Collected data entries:
=======

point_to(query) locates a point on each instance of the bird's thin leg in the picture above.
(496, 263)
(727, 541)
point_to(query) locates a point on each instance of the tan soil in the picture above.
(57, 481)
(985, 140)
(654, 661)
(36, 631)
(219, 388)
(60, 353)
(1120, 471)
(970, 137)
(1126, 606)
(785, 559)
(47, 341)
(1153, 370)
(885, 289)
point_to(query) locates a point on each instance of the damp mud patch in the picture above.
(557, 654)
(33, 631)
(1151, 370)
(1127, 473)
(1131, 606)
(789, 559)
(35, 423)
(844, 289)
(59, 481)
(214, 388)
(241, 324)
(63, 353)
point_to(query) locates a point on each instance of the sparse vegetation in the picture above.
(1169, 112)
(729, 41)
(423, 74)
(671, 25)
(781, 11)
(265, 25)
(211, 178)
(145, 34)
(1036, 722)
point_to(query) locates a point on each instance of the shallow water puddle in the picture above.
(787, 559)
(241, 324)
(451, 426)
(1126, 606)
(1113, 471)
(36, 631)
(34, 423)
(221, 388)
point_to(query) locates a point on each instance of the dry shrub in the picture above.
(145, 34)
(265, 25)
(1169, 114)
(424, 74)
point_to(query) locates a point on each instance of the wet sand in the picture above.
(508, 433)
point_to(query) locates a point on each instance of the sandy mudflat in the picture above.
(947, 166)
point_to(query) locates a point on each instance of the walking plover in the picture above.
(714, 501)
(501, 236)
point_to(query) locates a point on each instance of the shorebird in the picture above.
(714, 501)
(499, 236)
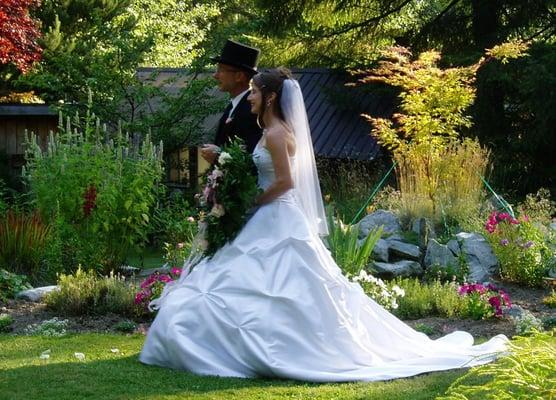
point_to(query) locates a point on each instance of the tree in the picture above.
(18, 38)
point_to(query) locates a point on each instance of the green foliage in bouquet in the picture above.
(99, 190)
(229, 193)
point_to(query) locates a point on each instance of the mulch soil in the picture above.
(26, 313)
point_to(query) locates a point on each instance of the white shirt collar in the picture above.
(236, 100)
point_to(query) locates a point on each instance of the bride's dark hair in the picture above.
(268, 82)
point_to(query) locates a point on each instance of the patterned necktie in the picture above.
(227, 111)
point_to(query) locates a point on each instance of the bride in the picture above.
(273, 302)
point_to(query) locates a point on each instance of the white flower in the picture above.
(224, 157)
(398, 291)
(218, 210)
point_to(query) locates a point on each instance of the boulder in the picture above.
(36, 294)
(380, 251)
(424, 228)
(439, 254)
(453, 245)
(404, 250)
(387, 219)
(479, 256)
(403, 268)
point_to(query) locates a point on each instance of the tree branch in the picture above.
(350, 27)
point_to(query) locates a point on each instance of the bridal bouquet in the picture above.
(230, 188)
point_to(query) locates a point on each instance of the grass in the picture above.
(106, 375)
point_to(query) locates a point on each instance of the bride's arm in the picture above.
(277, 145)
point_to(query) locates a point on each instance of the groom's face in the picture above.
(228, 77)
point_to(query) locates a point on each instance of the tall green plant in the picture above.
(344, 245)
(436, 170)
(100, 189)
(23, 237)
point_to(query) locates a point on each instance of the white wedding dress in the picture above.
(274, 303)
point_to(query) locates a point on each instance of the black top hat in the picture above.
(239, 55)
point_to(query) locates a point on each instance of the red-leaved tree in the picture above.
(18, 34)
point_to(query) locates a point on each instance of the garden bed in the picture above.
(26, 313)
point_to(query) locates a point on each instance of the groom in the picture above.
(236, 65)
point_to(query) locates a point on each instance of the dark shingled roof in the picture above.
(334, 111)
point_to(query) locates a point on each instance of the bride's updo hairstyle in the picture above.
(269, 82)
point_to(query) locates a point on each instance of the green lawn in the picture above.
(106, 375)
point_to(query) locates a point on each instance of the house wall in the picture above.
(12, 136)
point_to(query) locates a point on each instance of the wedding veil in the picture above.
(305, 173)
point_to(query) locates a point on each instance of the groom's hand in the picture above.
(210, 152)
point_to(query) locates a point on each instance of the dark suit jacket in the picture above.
(243, 124)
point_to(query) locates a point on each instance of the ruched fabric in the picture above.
(274, 303)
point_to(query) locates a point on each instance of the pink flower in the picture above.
(164, 278)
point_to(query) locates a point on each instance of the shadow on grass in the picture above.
(126, 378)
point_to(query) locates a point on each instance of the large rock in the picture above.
(387, 219)
(404, 250)
(453, 245)
(36, 294)
(403, 268)
(424, 228)
(439, 254)
(380, 251)
(480, 258)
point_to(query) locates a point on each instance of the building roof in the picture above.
(334, 110)
(334, 113)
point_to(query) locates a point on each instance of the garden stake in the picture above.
(373, 193)
(503, 202)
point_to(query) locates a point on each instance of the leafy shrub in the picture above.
(385, 295)
(125, 326)
(520, 247)
(448, 273)
(429, 299)
(6, 322)
(23, 238)
(484, 302)
(526, 371)
(174, 222)
(85, 293)
(151, 288)
(426, 329)
(550, 300)
(11, 284)
(438, 173)
(344, 245)
(101, 190)
(526, 323)
(350, 193)
(53, 327)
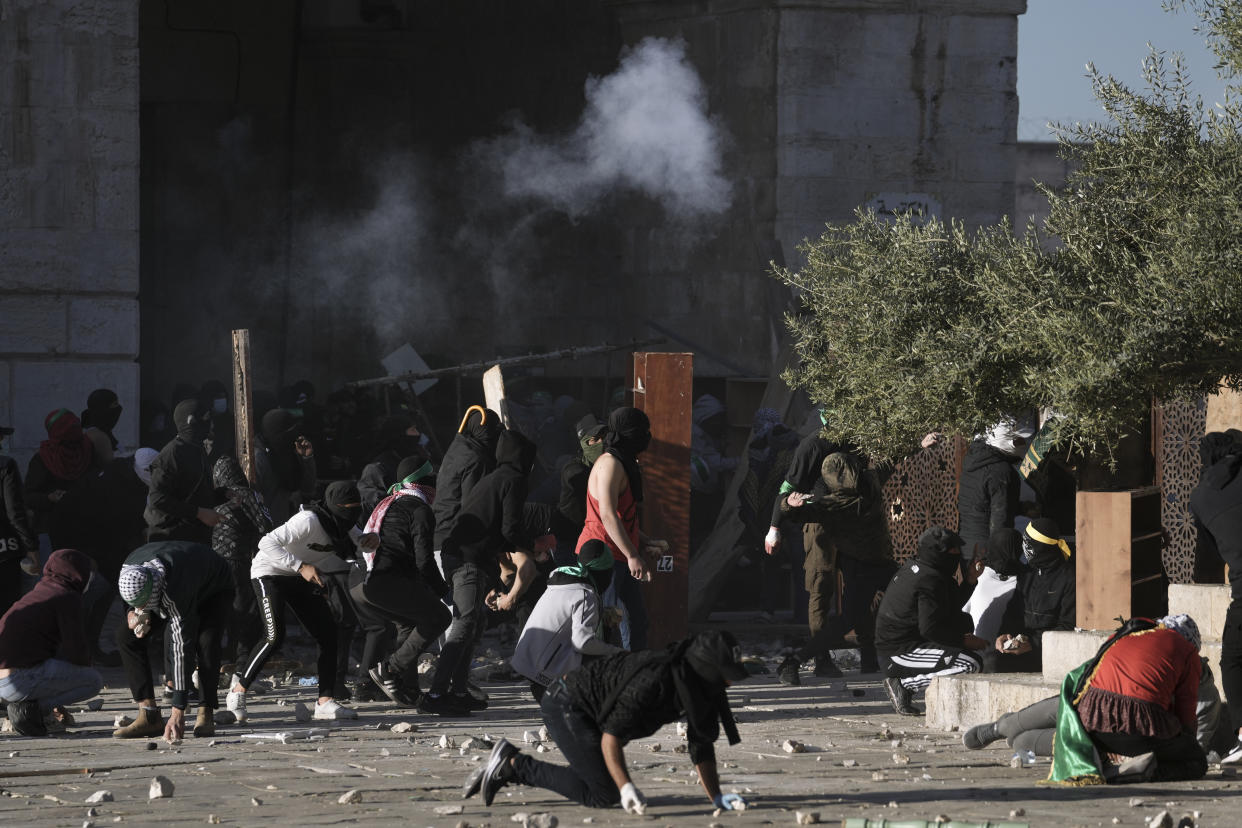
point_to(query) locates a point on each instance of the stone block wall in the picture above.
(68, 211)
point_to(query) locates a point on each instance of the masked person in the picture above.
(244, 520)
(45, 661)
(400, 582)
(1042, 601)
(848, 503)
(614, 502)
(19, 545)
(184, 590)
(564, 628)
(294, 569)
(593, 713)
(489, 523)
(181, 503)
(920, 633)
(468, 458)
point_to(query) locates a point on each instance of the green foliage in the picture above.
(909, 327)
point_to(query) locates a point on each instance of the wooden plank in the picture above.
(493, 394)
(244, 410)
(1103, 567)
(662, 387)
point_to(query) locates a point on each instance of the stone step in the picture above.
(1204, 602)
(961, 702)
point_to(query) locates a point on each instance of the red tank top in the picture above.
(594, 526)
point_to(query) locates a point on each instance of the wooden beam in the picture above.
(662, 387)
(244, 412)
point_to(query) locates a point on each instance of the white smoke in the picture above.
(645, 129)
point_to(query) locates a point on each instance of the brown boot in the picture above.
(148, 724)
(205, 725)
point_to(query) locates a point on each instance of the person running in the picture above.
(400, 582)
(185, 590)
(293, 567)
(595, 711)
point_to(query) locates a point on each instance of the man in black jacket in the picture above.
(920, 632)
(181, 494)
(468, 458)
(1045, 598)
(491, 522)
(401, 582)
(594, 711)
(989, 487)
(1216, 504)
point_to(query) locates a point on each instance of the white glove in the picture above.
(632, 800)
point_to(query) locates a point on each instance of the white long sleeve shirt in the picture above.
(298, 540)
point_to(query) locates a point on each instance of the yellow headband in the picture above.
(1035, 534)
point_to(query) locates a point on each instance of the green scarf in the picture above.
(1074, 761)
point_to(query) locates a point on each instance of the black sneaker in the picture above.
(980, 736)
(468, 702)
(901, 698)
(441, 705)
(788, 670)
(26, 719)
(497, 771)
(826, 669)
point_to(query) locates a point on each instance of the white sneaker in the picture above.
(235, 703)
(333, 711)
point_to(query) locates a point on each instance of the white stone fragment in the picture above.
(162, 787)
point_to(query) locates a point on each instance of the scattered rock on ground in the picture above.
(162, 787)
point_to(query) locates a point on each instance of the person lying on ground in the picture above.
(596, 710)
(1137, 704)
(45, 659)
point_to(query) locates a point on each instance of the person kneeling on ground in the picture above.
(1137, 704)
(594, 711)
(44, 654)
(563, 628)
(186, 589)
(919, 631)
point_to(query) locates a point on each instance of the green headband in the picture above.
(417, 474)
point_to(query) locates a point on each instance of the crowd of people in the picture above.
(407, 550)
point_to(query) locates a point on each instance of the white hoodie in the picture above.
(298, 540)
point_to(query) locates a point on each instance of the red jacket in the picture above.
(1156, 666)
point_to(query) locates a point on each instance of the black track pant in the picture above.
(307, 602)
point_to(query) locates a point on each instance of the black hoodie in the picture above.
(468, 458)
(988, 495)
(922, 605)
(181, 479)
(47, 622)
(491, 518)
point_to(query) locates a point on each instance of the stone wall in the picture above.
(68, 211)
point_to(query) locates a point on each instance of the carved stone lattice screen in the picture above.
(923, 492)
(1180, 426)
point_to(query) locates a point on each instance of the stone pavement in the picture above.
(860, 760)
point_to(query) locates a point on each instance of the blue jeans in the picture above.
(626, 591)
(52, 683)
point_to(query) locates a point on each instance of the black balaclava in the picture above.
(940, 549)
(1005, 551)
(193, 421)
(102, 410)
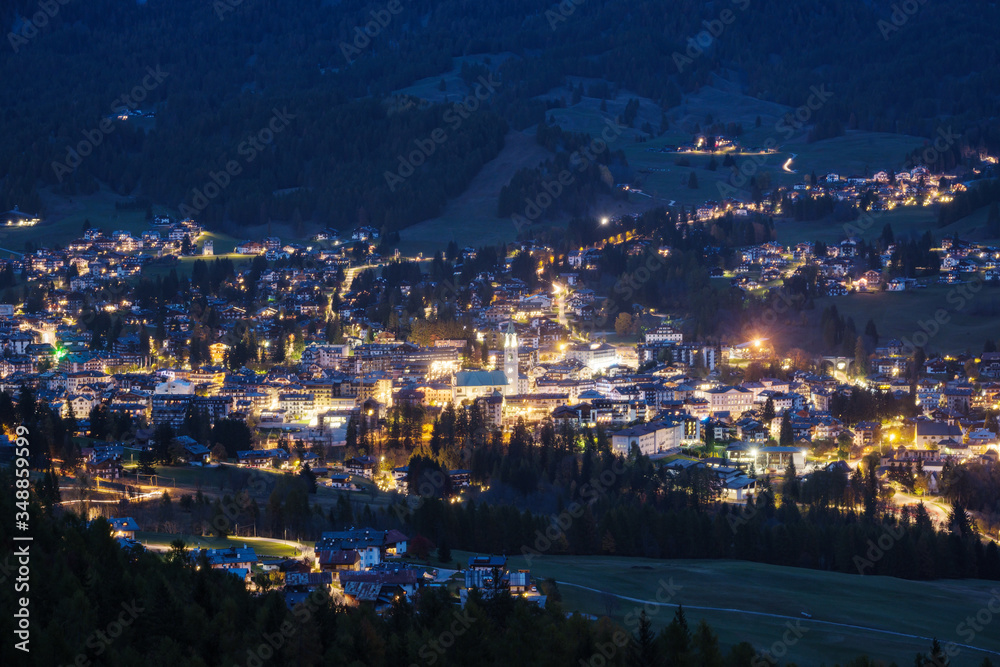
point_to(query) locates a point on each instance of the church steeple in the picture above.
(510, 357)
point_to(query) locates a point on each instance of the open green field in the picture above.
(914, 220)
(898, 314)
(263, 547)
(851, 153)
(471, 218)
(754, 602)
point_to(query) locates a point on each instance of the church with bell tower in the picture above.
(510, 349)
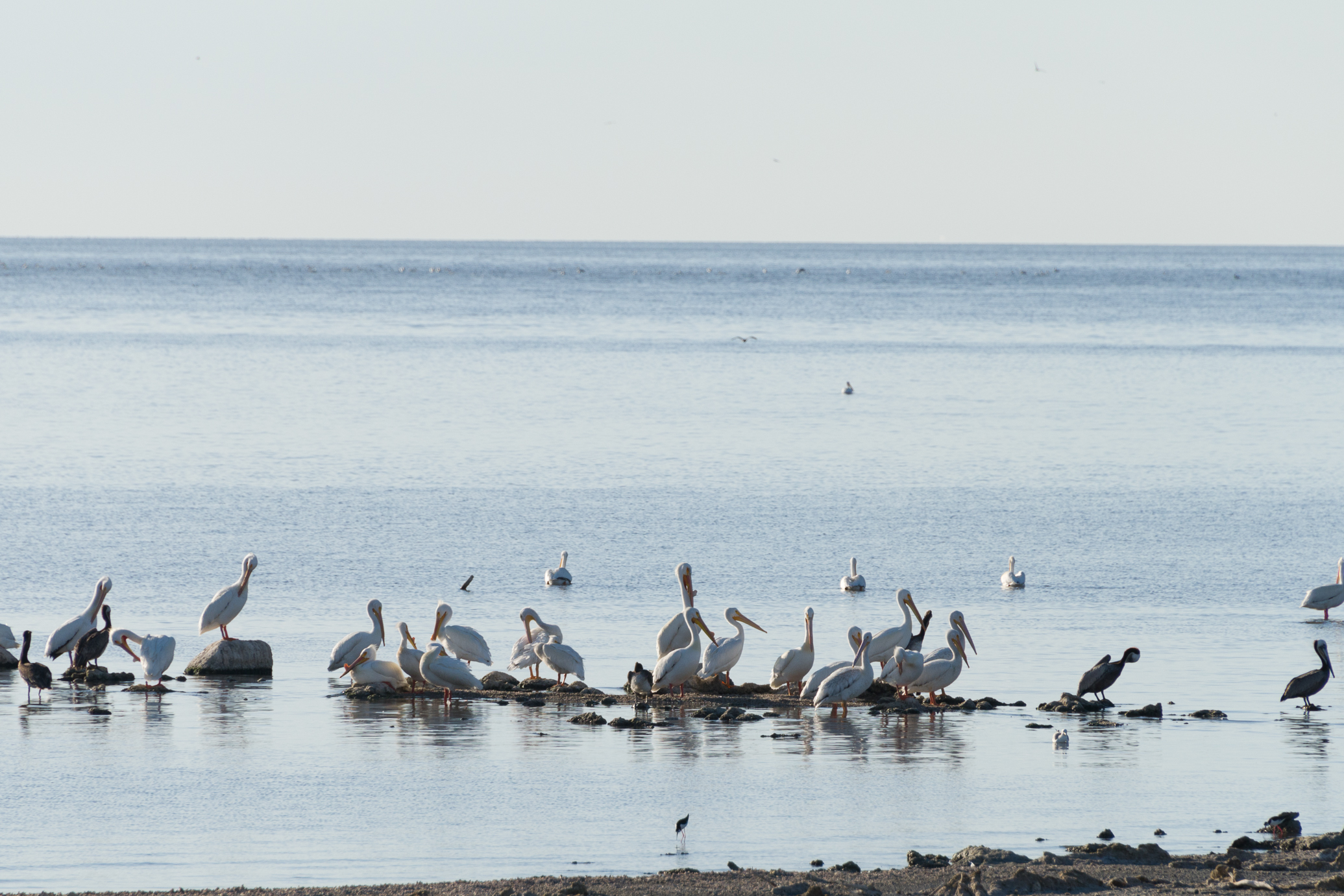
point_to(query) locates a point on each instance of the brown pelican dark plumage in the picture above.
(93, 642)
(34, 673)
(1311, 683)
(1105, 673)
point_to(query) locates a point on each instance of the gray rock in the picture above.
(232, 659)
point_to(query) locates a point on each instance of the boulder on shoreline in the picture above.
(233, 659)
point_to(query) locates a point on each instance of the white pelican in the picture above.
(369, 670)
(853, 582)
(721, 656)
(903, 668)
(676, 666)
(886, 641)
(940, 673)
(464, 642)
(446, 672)
(228, 602)
(65, 638)
(155, 652)
(559, 575)
(408, 657)
(675, 633)
(524, 649)
(348, 648)
(561, 657)
(846, 684)
(1326, 596)
(1011, 579)
(793, 665)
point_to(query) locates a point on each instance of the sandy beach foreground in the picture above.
(976, 871)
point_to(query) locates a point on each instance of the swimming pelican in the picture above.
(446, 672)
(721, 656)
(228, 602)
(369, 670)
(561, 657)
(674, 635)
(348, 648)
(34, 675)
(65, 638)
(853, 582)
(1311, 683)
(1104, 675)
(465, 642)
(940, 673)
(524, 649)
(1327, 596)
(155, 652)
(95, 641)
(793, 665)
(559, 575)
(808, 687)
(886, 641)
(846, 684)
(408, 657)
(903, 670)
(676, 666)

=======

Exercise: Reproduce verbatim, and only, the lines starting at the one that contains "balaclava in the picture above." and ending with the final line of the records; leave out the pictures.

The output:
point_to(query) locates a point on each instance of the black balaclava in the picture above.
(940, 549)
(1005, 551)
(193, 421)
(102, 410)
point_to(query) locates a point on each instance of the church steeple in the picture above.
(510, 357)
point_to(query) locates a point on each instance of the open green field in the picture above.
(914, 220)
(898, 314)
(263, 547)
(851, 153)
(471, 218)
(754, 602)
point_to(query) locates a point on each instance of the church with bell tower in the picture above.
(510, 349)
point_to(query) locates a point on each instance of the brown pelican dark plumage in the picture above.
(93, 642)
(34, 673)
(1311, 683)
(1105, 673)
point_to(query) locates a point on each instance of the gray rock in the picture above.
(232, 659)
point_to(query) locates a point on each instance of the boulder on shoreline in the picture above.
(233, 659)
point_to(query) locates a point on each instance of the white pelican in the picture above.
(369, 670)
(853, 582)
(721, 656)
(903, 668)
(676, 666)
(886, 641)
(940, 673)
(464, 642)
(446, 672)
(228, 602)
(65, 638)
(155, 652)
(559, 575)
(408, 657)
(675, 633)
(524, 649)
(348, 648)
(561, 657)
(846, 684)
(1326, 596)
(1011, 579)
(793, 665)
point_to(query) locates a point on each instance of the sandy beach foreground in the picture above.
(976, 871)
point_to(query) locates a point on each instance of the swimming pelican in the picture above.
(446, 672)
(721, 656)
(228, 602)
(369, 670)
(561, 657)
(674, 635)
(348, 648)
(34, 675)
(65, 638)
(853, 582)
(1311, 683)
(1104, 675)
(465, 642)
(940, 673)
(524, 649)
(1327, 596)
(155, 652)
(95, 641)
(793, 665)
(559, 575)
(808, 687)
(886, 641)
(846, 684)
(408, 657)
(903, 670)
(676, 666)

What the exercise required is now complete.